## The input
────────────────────
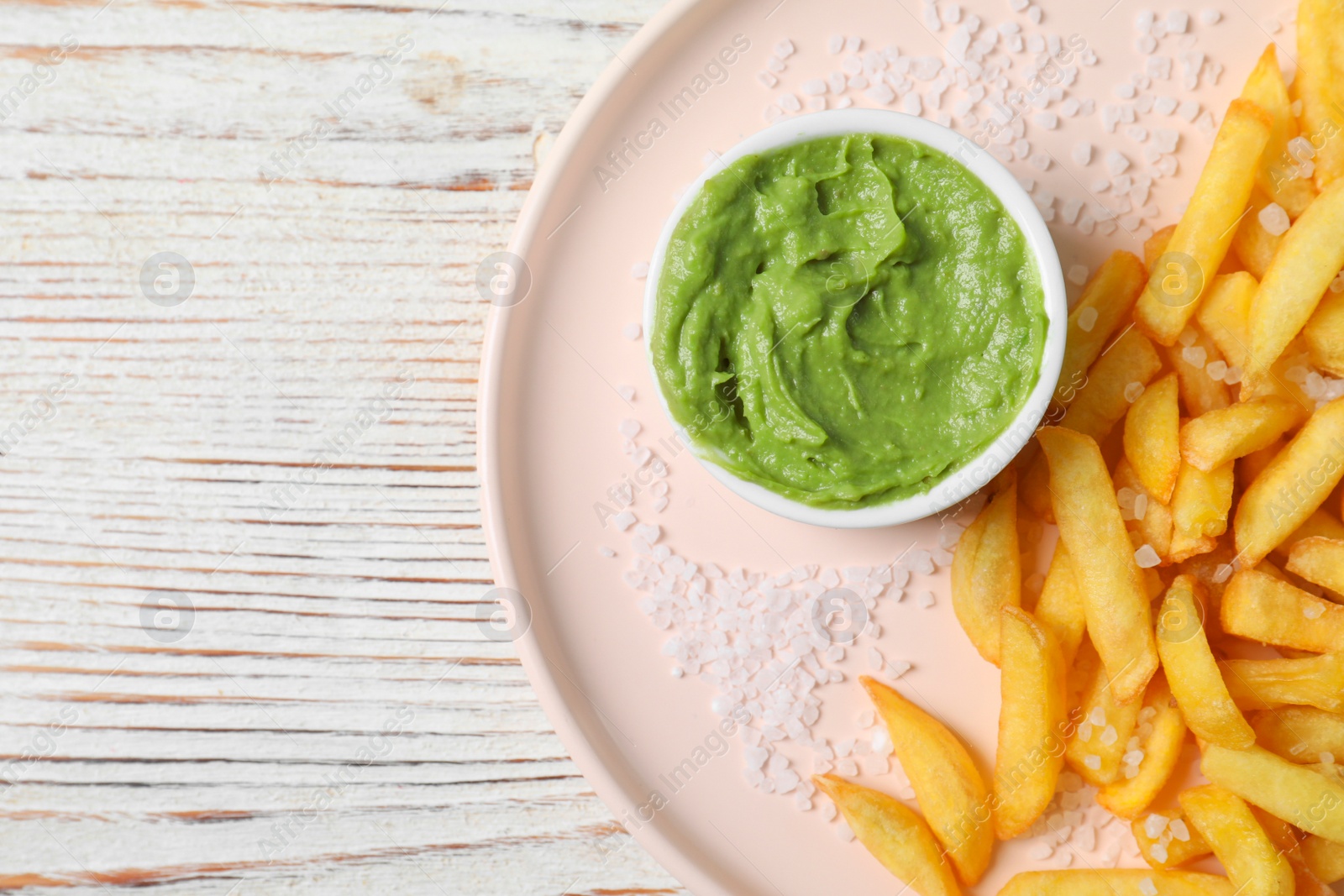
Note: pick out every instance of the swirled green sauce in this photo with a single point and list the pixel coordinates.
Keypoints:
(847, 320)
────────────────────
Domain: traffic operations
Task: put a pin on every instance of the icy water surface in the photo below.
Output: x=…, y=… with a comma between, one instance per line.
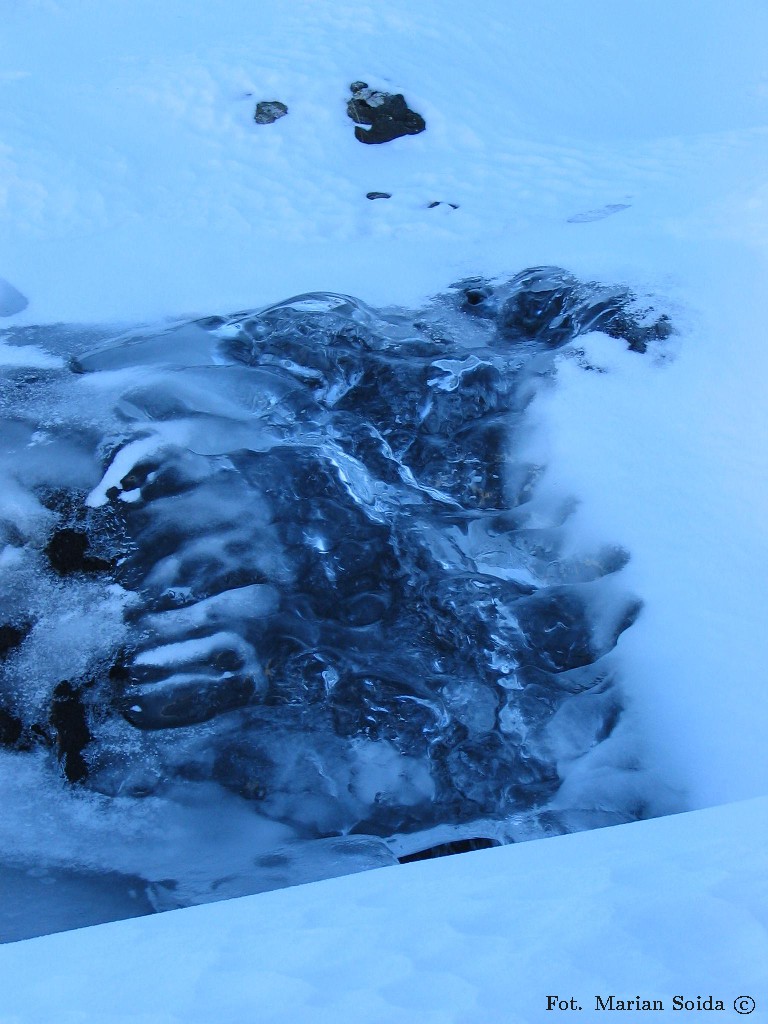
────────────────────
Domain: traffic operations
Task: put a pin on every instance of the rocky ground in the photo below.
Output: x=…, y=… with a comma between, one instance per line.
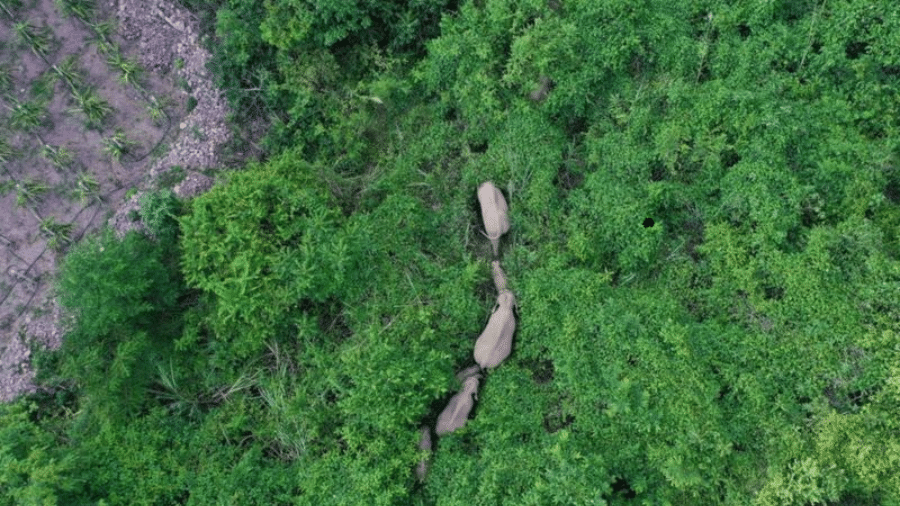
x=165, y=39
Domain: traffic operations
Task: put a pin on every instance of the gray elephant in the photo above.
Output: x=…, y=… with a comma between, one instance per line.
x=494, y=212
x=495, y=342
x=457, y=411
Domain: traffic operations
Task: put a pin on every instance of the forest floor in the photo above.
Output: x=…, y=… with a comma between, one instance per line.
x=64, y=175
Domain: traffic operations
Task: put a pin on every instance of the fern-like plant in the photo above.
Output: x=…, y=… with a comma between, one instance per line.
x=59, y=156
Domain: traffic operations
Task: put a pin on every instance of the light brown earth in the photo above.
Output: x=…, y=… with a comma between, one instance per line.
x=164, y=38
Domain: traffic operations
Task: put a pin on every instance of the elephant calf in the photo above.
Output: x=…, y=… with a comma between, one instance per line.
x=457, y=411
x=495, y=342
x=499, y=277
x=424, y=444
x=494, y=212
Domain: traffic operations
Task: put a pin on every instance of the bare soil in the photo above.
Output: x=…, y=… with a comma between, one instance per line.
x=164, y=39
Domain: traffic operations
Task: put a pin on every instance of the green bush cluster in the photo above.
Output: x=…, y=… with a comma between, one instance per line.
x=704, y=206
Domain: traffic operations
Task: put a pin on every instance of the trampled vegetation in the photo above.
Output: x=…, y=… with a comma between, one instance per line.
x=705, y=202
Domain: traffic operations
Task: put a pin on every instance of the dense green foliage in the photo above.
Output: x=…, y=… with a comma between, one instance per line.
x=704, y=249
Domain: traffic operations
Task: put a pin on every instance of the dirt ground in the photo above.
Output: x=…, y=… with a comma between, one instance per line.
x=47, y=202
────────────────────
## To do
Count the lines of the material above that contain the word "ground". Reply with the number alone.

## Written response
2